_SELECTED PASSAGE_:
====================

Review of Loewe Spring 2026 Ad Campaign by Creative Directors Jack McCollough and Lazaro Hernandez with Photographer Talia Chetrit
The first campaign by Loewe under Jack McCollough and Lazaro Hernandez arrived to a notably warm reception online. And rightly so. It is striking, controlled, and visually assured. The tiled backdrops, the gloss of water, the slicked hair and saturated color create an environment that feels immersive, almost aquatic. You sense humidity, reflection, surface tension. It’s a campaign that hovers inside a pool, inside a bathhouse, inside a liminal, tiled world that feels both intimate and staged.
There are moments of real potency. The red sock shoe submerged in water is genuinely arresting, its translucence distorting against the pool floor, keeping the eye suspended longer than expected. A shot of a woman seen from above, legs crossed as she looks downward, holds an architectural elegance that feels true to Loewe’s cerebral core. The underwater components introduce intrigue, and the geometry of tiles gives dimensionality. These are images that linger.
And yet, for all its visual clarity, something remains just at the surface.
The runway offered strong clothes without heavy world-building. That restraint worked in that context. In a campaign, however, there is space to build myth, to shape narrative, to let us step fully into a constructed emotional landscape. This chapter feels more like a mood study than a story. The energy is sun-drenched, tactile, faintly erotic, as described in the press release , but the emotional temperature never quite rises beyond atmosphere. We are given texture, gloss, sheen, tension. We are not yet given stakes.

====================

Dataset entries:
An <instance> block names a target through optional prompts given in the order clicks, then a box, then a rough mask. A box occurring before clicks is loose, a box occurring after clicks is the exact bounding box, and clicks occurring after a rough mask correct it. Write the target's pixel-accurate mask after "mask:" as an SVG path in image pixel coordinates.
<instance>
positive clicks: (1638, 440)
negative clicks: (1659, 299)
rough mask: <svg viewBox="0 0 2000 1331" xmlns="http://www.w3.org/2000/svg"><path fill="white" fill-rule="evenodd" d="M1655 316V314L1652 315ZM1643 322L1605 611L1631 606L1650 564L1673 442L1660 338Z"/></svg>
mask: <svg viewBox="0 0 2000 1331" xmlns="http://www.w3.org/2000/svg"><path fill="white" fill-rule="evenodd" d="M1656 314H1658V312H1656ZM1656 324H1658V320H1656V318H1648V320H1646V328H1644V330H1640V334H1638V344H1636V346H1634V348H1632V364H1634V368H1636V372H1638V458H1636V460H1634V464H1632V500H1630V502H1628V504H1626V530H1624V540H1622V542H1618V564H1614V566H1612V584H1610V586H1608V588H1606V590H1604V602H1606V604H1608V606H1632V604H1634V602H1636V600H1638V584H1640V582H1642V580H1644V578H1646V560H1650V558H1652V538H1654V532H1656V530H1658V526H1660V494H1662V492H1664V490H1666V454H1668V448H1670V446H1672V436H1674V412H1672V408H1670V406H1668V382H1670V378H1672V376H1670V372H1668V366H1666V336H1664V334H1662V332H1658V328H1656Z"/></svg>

====================

_WORK INSTRUCTIONS_:
1. Please decide whether each statement below agrees with the Loewe campaign review, answering yes or no and quoting the words of the review that settle it. (a) The campaign was received warmly online. (b) The red sock shoe is pictured resting on a dry floor. (c) The runway show relied on heavy world-building.
2. Write what comes next in the Loewe campaign review, starting after its final sentence.

_ANSWERS TO THE TASKS_:
1.
(a) Yes: "arrived to a notably warm reception online."
(b) No: "The red sock shoe submerged in water is genuinely arresting."
(c) No: "The runway offered strong clothes without heavy world-building."

2.
The decision to cast models rather than celebrities is refreshing. The past five years have delivered an excess of campaigns leaning on star power as shorthand. Models offer something different. They operate with creative freedom. They give us a face we can project onto, unencumbered by late-night interviews, podcast confessions, or pre-existing public narratives. They open the imaginative field. That freedom asks for authorship in return. It asks the house to define who these women are within its universe, to sculpt character, to allow vulnerability or desire or contradiction to surface.
Loewe’s history with art makes this absence more noticeable. The house has long engaged with artists whose work carries emotional gravity and conceptual tension. There is a missed opportunity here to channel that ethos more fully, to translate those emotive forces into the campaign’s world. The tiled pool, the suggestion of wetness, the interplay of skin and leather hint at depth. They invite a dive. Instead, the images float.
This is a beautiful first step. It establishes a tone, a palette, a sensual language. But something about it hovers at the surface. With water as its central metaphor, the campaign feels poised on the edge of immersion. The question is whether the next chapter will take us under, whether Loewe will allow us to swim inside its new world rather than observe it from above. For now, we are ankle-deep, admiring the light on the tiles, waiting to dive.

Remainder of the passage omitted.